*** Begin section ***

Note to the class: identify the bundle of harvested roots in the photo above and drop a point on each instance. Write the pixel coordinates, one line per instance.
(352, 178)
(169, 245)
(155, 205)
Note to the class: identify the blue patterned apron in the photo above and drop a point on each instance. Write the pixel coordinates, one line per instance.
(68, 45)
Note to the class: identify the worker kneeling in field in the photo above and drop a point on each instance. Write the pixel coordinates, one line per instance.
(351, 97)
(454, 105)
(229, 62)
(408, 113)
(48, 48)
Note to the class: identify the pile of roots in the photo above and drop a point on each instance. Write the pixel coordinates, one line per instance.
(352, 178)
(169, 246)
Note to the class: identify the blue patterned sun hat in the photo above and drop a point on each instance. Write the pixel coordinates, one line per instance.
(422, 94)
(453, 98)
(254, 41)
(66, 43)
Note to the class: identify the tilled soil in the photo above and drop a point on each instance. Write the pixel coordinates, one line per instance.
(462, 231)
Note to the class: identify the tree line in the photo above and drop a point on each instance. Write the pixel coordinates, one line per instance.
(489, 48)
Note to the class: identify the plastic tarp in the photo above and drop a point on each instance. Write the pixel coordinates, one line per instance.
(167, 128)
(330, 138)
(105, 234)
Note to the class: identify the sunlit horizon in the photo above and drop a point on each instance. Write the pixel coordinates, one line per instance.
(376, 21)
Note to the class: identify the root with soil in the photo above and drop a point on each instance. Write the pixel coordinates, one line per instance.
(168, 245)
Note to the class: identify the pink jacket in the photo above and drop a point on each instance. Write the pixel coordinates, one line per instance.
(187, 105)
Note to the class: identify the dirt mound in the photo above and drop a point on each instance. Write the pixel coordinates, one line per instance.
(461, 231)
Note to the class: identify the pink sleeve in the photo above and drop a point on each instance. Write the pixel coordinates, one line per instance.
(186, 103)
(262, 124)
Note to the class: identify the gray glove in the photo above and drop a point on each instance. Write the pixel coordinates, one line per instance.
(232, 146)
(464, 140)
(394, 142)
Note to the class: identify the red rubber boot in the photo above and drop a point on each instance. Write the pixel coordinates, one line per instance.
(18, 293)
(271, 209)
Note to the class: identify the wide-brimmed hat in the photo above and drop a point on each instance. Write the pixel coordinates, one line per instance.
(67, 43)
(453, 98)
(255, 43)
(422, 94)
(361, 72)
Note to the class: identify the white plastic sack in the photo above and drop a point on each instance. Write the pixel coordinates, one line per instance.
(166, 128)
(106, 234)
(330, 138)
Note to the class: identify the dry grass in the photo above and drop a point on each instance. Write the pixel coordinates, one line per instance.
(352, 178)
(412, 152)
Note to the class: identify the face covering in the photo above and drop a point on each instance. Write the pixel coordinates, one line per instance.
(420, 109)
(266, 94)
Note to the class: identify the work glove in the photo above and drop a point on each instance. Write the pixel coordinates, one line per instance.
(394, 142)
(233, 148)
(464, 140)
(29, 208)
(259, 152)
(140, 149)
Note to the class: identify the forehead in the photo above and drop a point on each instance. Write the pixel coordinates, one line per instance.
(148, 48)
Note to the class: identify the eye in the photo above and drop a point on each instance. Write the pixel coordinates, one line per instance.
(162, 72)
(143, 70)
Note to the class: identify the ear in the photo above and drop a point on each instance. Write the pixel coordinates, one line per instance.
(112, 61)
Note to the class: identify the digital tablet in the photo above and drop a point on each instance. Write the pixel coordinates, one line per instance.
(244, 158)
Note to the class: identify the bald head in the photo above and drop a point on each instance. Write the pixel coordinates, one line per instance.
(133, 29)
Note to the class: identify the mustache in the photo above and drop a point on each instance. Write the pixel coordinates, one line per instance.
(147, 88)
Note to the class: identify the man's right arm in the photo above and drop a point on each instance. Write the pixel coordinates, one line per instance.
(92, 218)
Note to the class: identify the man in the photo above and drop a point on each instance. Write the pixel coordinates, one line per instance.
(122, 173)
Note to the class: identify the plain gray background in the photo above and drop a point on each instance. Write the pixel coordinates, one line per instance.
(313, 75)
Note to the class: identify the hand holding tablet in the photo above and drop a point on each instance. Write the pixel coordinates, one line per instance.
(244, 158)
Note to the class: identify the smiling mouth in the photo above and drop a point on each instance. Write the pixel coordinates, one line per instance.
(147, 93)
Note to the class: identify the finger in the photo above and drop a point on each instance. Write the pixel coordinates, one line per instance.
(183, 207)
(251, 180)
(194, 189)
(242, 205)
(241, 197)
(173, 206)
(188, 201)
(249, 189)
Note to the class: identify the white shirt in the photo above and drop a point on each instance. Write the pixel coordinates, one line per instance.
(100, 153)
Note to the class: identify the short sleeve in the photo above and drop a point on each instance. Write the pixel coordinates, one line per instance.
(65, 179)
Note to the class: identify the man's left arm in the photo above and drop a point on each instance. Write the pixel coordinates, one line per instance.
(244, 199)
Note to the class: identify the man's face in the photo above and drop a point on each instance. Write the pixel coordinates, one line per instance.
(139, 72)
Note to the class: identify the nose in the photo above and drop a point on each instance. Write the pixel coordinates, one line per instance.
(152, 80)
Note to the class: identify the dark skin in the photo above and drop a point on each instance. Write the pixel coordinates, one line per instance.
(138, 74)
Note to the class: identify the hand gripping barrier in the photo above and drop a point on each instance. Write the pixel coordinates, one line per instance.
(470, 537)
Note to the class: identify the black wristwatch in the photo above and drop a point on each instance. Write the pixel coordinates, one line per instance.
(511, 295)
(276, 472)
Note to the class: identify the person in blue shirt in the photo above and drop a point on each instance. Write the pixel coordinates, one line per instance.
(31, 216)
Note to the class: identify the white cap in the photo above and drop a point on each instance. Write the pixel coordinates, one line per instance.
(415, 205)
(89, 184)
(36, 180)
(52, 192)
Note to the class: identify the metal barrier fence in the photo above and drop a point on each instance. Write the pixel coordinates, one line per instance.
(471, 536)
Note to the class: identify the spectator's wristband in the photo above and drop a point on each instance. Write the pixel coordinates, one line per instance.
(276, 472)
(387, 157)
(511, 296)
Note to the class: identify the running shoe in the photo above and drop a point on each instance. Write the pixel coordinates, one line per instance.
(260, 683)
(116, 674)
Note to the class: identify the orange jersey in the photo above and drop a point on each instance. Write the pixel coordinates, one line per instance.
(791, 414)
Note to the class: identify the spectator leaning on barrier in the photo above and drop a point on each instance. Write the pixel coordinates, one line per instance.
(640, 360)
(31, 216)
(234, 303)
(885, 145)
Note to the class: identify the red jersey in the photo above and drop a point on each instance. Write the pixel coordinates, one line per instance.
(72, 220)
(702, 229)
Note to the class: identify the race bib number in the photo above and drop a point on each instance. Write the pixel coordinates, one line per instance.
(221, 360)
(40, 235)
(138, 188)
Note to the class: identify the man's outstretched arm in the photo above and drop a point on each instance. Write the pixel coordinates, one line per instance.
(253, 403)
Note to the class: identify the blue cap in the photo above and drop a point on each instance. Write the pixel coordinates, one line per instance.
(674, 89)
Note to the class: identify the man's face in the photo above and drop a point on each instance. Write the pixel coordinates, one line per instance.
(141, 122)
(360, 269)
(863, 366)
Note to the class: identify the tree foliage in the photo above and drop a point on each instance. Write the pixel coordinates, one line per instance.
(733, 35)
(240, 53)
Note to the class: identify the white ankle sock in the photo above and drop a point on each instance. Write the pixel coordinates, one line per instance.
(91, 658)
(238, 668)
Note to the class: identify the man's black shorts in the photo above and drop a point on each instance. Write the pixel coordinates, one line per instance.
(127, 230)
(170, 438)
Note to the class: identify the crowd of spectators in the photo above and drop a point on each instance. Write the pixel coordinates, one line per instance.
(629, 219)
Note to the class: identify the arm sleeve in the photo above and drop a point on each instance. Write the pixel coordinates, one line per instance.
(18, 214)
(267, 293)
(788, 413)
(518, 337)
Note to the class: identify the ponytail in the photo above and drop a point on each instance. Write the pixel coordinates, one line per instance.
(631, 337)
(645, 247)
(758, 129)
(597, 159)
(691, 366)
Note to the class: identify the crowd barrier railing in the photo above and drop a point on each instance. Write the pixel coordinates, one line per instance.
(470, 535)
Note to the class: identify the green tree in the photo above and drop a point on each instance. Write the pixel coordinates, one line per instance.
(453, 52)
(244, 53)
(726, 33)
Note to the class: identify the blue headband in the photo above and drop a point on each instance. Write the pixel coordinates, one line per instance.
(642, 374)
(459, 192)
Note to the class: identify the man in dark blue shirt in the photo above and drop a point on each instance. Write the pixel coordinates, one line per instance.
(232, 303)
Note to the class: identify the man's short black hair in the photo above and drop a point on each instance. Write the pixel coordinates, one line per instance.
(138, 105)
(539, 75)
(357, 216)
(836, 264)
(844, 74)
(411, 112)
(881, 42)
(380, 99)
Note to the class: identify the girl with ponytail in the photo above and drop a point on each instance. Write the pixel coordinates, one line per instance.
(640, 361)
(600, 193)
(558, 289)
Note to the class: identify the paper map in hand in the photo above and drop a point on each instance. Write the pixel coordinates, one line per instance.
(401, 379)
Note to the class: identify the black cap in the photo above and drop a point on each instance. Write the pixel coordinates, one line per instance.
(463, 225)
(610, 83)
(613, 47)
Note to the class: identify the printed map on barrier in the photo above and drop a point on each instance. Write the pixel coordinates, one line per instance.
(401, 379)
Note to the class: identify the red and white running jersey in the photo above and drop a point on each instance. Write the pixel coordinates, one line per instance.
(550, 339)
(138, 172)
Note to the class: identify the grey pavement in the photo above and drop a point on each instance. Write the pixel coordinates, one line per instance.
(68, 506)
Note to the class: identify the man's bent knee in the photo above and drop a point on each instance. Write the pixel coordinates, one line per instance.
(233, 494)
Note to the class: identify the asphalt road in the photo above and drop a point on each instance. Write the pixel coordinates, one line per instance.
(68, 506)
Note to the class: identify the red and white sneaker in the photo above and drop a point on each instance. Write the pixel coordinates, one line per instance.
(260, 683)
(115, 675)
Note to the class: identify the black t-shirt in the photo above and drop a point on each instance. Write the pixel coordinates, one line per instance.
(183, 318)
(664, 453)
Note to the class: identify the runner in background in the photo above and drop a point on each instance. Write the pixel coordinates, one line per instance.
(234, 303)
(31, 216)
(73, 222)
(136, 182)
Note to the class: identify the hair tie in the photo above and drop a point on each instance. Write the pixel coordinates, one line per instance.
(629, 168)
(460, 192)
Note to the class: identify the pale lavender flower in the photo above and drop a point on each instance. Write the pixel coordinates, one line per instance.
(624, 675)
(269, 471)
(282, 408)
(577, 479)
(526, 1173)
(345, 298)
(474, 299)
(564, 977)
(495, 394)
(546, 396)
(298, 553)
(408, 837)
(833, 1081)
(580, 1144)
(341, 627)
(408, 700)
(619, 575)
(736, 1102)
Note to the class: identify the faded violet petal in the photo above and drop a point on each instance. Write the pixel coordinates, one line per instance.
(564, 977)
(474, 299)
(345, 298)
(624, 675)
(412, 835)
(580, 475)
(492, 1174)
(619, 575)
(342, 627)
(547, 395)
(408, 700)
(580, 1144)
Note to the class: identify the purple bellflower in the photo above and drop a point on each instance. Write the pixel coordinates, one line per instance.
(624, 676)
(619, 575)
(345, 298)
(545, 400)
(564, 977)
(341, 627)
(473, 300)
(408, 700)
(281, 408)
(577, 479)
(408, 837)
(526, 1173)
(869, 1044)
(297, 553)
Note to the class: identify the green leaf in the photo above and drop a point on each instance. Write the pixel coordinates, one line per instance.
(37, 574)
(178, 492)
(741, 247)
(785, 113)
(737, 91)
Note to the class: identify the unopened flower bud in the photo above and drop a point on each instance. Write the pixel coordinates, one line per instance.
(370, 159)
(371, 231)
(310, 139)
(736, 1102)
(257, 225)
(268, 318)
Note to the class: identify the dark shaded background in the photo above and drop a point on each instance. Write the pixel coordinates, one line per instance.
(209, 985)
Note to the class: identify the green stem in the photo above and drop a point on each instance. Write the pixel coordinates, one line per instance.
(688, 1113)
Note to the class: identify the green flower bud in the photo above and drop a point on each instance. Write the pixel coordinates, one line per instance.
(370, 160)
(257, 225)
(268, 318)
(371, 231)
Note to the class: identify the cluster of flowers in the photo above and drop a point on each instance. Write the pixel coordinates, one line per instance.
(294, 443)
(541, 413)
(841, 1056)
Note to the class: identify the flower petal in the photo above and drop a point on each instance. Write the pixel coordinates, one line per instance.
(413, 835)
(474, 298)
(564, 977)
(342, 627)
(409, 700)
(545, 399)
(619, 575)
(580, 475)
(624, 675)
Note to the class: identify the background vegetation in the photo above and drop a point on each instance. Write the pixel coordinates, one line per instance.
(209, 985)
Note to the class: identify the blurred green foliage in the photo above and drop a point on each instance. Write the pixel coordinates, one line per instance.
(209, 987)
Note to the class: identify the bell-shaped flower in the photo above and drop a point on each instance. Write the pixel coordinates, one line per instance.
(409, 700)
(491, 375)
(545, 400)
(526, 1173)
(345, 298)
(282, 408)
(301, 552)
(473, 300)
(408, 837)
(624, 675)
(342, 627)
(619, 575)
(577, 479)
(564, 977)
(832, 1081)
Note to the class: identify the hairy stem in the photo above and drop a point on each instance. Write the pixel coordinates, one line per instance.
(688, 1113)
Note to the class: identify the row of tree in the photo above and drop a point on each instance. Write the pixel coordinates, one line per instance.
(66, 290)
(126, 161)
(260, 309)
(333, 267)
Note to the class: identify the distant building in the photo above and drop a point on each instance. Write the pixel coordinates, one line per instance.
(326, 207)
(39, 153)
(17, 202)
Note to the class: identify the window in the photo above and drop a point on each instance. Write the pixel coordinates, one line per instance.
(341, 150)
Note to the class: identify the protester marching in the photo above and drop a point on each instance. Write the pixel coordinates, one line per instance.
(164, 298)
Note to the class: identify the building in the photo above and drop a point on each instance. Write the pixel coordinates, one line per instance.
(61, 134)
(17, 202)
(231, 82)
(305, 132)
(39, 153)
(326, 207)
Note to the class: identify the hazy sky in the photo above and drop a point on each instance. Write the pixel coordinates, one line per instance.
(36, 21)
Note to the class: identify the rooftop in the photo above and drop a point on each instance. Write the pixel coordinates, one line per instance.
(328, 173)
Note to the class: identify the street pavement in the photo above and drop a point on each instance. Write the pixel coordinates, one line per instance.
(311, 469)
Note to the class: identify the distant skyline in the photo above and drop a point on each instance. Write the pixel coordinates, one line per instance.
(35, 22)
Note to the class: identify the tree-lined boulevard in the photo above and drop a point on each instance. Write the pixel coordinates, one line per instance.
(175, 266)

*** End section ***

* **ACTION ITEM**
Nothing but the lines from the one containing "Note to the class: identify the tree-lined" to the last line of the listing above belongs in the answer; restate each word for word.

* **OUTPUT**
Note to the class: identify the tree-lined boulevard in the photo above and drop a point on each instance. Write the pixel coordinates, one line per instance.
(175, 266)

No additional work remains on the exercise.